"""

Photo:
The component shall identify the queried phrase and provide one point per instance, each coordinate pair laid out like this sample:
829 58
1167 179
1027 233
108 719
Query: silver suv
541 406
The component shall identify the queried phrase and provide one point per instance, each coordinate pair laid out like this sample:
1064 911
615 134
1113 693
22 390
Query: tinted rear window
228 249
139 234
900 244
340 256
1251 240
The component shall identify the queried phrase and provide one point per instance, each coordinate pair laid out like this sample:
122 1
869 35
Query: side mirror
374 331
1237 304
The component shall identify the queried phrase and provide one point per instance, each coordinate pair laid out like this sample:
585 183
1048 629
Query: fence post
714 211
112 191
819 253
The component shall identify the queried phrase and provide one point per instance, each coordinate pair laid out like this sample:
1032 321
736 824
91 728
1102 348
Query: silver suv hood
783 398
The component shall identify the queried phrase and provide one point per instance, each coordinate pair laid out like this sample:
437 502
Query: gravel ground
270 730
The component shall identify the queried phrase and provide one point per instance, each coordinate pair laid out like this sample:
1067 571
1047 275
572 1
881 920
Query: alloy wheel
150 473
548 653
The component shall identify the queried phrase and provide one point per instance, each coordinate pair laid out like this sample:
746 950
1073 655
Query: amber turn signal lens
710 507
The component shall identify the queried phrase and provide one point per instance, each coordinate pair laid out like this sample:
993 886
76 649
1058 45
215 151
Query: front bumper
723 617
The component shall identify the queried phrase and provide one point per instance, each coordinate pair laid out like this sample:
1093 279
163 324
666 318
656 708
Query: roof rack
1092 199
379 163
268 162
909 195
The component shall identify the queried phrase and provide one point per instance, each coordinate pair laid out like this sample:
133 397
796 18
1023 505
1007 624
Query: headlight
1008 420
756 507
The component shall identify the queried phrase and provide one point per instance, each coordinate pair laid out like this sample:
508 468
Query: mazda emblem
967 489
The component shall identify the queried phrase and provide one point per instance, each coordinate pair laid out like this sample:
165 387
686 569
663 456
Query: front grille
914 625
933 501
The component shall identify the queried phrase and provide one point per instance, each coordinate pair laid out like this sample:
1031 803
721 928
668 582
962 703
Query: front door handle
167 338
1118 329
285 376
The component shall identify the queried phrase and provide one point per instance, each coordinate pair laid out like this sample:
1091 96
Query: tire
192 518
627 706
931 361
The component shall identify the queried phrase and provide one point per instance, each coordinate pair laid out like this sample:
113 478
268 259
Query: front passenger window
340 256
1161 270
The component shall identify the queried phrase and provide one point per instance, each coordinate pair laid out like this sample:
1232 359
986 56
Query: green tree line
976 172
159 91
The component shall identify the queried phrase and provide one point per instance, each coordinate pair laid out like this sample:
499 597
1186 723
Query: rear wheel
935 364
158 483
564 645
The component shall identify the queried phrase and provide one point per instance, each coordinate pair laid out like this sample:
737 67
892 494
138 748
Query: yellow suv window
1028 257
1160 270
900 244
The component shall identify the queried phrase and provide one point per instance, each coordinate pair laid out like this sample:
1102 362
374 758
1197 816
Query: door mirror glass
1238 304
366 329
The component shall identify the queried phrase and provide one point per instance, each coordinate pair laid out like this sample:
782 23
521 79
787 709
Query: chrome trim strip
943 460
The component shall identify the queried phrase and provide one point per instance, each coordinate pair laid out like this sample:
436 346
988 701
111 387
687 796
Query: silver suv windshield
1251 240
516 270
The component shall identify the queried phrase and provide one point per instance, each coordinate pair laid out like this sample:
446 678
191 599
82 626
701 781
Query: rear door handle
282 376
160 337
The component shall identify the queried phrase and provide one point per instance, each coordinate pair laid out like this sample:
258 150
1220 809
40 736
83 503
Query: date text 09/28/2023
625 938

"""

### What you need to do
All lines in the listing above should be written out again exactly.

### Answer section
Photo:
The component shall identify the queried phrase and provide one point per instance, each coordinate pair laid out like this sample:
829 58
1167 179
1027 233
108 719
Query: silver suv
541 406
The component shall identify the queried phrase and provide one point per instance, each coordinate pair laid out like this sample:
1064 911
615 134
1113 693
22 390
Query: tinted rear window
228 249
139 234
900 244
340 256
1251 240
The component shall identify the queried phrase and provide one point per instance, each coordinate pair laid out like this sample:
122 1
869 35
Query: side mirror
374 331
1237 304
The component shall identify the queried phrase and provide one point per instance, each coordinate pair laid out like this sample:
585 183
1048 629
Query: fence post
714 211
112 191
819 253
The component shall identify the queried phrase and provide one point per instance, each coordinate pair laid out like this sample:
1032 321
736 824
91 728
1102 348
Query: silver suv hood
783 398
The component shall identify the queried phrase and provide one point per instance, each coordinate pair laid out like this sample:
437 502
Query: gravel ground
270 730
The component shall identify the queried phrase and provide one point per instance, each coordinate pair laid out like this sample:
1067 571
1047 275
572 1
881 920
Query: alloy wheel
150 473
548 653
The component shall identify the queried phrase and provide one point per instance, each coordinate pair laid out like this sample:
746 950
1073 655
Query: amber turn signal lens
710 507
The component shall identify the queried phrase and provide one point per instance, each coordinate pair laid out like this sample:
993 886
76 649
1058 45
215 151
Query: front bumper
723 617
The component shall identify the queried phrase and provide one point per instance, each coordinate pair laid out like this sample:
1093 279
163 324
666 318
656 708
Query: roof rack
1092 199
379 163
268 162
909 195
The component shall identify the queried phrase and provide one point per instance, each coordinate pair laid out like this sample:
133 397
796 18
1023 505
1007 624
Query: headlight
1008 420
756 507
The component shall identify the queried phrase and provide one point per instance, each coordinate pair laid out like this sample:
508 468
Query: mazda emblem
967 489
The component shall identify the queried phrase and provide one point per instance, each coordinate pair laid out like this sample:
165 387
686 569
663 456
Query: front grille
914 625
933 501
The component shall identify the queried phrase and provide one point per instance, each coordinate pair laid out like this sample:
1031 803
721 928
668 582
962 703
Query: front door handle
167 338
1118 329
285 376
The component shall identify the queried phrase and provide one point per instance, each coordinate pair laid out like this sample:
1091 96
Query: tire
192 518
627 706
931 361
The component shall identify the queried phrase and provide one point per instance, each coordinate pair laid out like this sample:
113 478
268 259
Query: front passenger window
340 256
1161 270
The component shall identify the queried phrase and provide one point per instance, each coordinate pair laid out like this sample:
1232 359
986 56
Query: green tree line
976 172
159 91
The component shall identify the queried phrase and provide one point per instance, each coordinate pair laid out like this sample:
499 597
1186 723
Query: rear wheel
935 364
158 483
564 645
The component shall identify the queried phrase and provide one point per instance, each coordinate pair laid out like this sample:
737 67
892 494
138 748
Query: yellow suv window
1028 257
1160 270
900 244
The component shall identify the queried phrase and provide one point per instance, each coordinate pair laid out like this sample:
1102 362
374 758
1197 816
Query: door mirror glass
1238 304
366 329
The component shall identify the queried phrase and provide one point per instance, each coordinate pair laid out like this sample:
782 23
521 79
787 709
Query: chrome trim strip
943 460
The component shall identify the queried phrase and provide one point per instance, each coordinate pair laid out like this sample:
436 346
988 701
111 387
687 796
Query: silver suv windshield
1251 240
516 270
The component shall identify the queried phrase and provide one point per instance, each coordinate pair laid out like this sample:
446 678
191 599
82 626
701 781
Query: rear door handle
282 376
160 337
The component shall identify the queried phrase and provide one point per instance, each coordinate pair laid out like this sample:
258 150
1220 809
40 736
83 503
Query: date text 09/28/2023
625 938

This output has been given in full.